NEW YORK, March 15, 2011 - In the wake of Japan's tragic Great Tohuku Earthquake and Tsunami disaster, Asia Society Global Council Member Kenneth S. Courtis outlined some of the bigger economic questions posed by the catastrophe for AsiaSociety.org. Courtis is Consultant and Former Vice Chairman-Asia for Goldman Sachs (Japan), Ltd.
What might be the political and economic impacts [of the March 11 earthquake and tsunami] on Japan?
Of course, there are not just economic implications, as an event like this is also profoundly political in its implications. The Japanese government had been very weak going into this vast catastrophe. So, will the nation's rival political parties be able to overcome their deep differences? It was expected that a general election would be held soon. That is now seems less likely. Yet the government cannot pass new spending plans without the support of the opposition. Indeed, the government has not yet even managed to pass the regular, annual budget for FY2011, let alone a new, and major supplementary budget to finance the rebuilding of the vast devastation along the Tohoku coast.
At best, there will be a hiatus in political infighting. And, Japan has seldom produced the best in the last few decades. The current government has been trying to reduce public works and pubic investment as part of an initial effort to reverse the debilitating trend in public finances. If it were to keep to that objective, that would mean big cuts in other parts of the budget (for example, social entitlements) in order to release funds for the rebuilding. But in such a precarious political situation, such cuts seem very unlikely.

= = =

*Exercise task A*: According to the excerpt on Japan's earthquake, what position did Kenneth S. Courtis formerly hold?
*Exercise task B*: Rewrite the paragraph of the excerpt on Japan's earthquake that begins "At best, there will be a hiatus" as a short bulleted list that keeps its main facts.
*Exercise task C*: List every date or fiscal year that appears in the excerpt on Japan's earthquake.

*Information supplied*:
= = =

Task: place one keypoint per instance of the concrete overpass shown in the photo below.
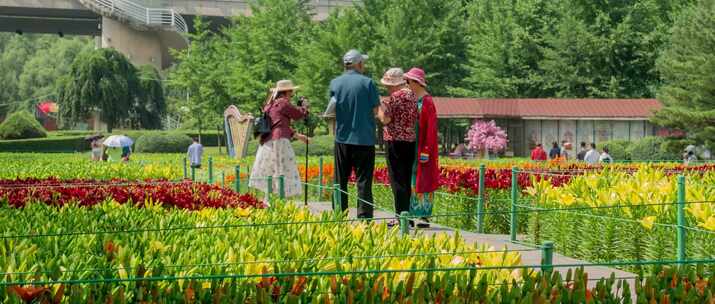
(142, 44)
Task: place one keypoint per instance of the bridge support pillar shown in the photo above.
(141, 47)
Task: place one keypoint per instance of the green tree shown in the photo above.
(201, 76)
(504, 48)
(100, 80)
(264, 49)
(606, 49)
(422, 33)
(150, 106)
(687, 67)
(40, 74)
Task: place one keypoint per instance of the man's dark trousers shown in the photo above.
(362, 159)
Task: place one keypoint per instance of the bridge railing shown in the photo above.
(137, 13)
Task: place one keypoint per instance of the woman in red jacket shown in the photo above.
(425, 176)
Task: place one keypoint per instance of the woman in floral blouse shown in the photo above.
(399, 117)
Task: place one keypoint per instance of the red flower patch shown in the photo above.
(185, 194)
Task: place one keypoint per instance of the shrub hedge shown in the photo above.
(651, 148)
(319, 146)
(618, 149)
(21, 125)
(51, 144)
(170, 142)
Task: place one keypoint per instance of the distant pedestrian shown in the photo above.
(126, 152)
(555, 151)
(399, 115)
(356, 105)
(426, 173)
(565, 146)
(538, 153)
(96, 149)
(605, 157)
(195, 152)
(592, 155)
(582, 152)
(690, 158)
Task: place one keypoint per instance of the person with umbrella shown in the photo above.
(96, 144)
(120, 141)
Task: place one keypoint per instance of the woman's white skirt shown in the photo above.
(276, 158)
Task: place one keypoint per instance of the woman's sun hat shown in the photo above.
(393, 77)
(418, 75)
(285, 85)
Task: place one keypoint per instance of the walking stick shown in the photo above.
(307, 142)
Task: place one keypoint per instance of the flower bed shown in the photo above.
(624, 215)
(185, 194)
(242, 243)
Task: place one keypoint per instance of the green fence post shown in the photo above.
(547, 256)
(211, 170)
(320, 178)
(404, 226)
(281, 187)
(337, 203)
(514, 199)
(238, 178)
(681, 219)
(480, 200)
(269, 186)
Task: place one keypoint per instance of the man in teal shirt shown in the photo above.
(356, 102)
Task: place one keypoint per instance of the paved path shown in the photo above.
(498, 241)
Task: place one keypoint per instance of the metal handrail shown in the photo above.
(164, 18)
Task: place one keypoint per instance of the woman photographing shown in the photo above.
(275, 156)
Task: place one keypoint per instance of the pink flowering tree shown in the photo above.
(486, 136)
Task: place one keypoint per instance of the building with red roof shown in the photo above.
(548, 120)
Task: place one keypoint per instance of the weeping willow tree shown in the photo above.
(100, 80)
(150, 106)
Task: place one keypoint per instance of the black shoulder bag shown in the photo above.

= = =

*Worked answer A*: He was formerly Vice Chairman-Asia for Goldman Sachs (Japan), Ltd.

*Worked answer B*:
- At best, political infighting will pause.
- Japan has seldom produced the best in the last few decades.
- The current government has been trying to reduce public works and public investment to begin reversing the debilitating trend in public finances.
- Keeping to that goal would require big cuts elsewhere in the budget, such as social entitlements, to free funds for rebuilding.
- Given the precarious political situation, such cuts seem very unlikely.

*Worked answer C*:
- March 15, 2011
- March 11
- FY2011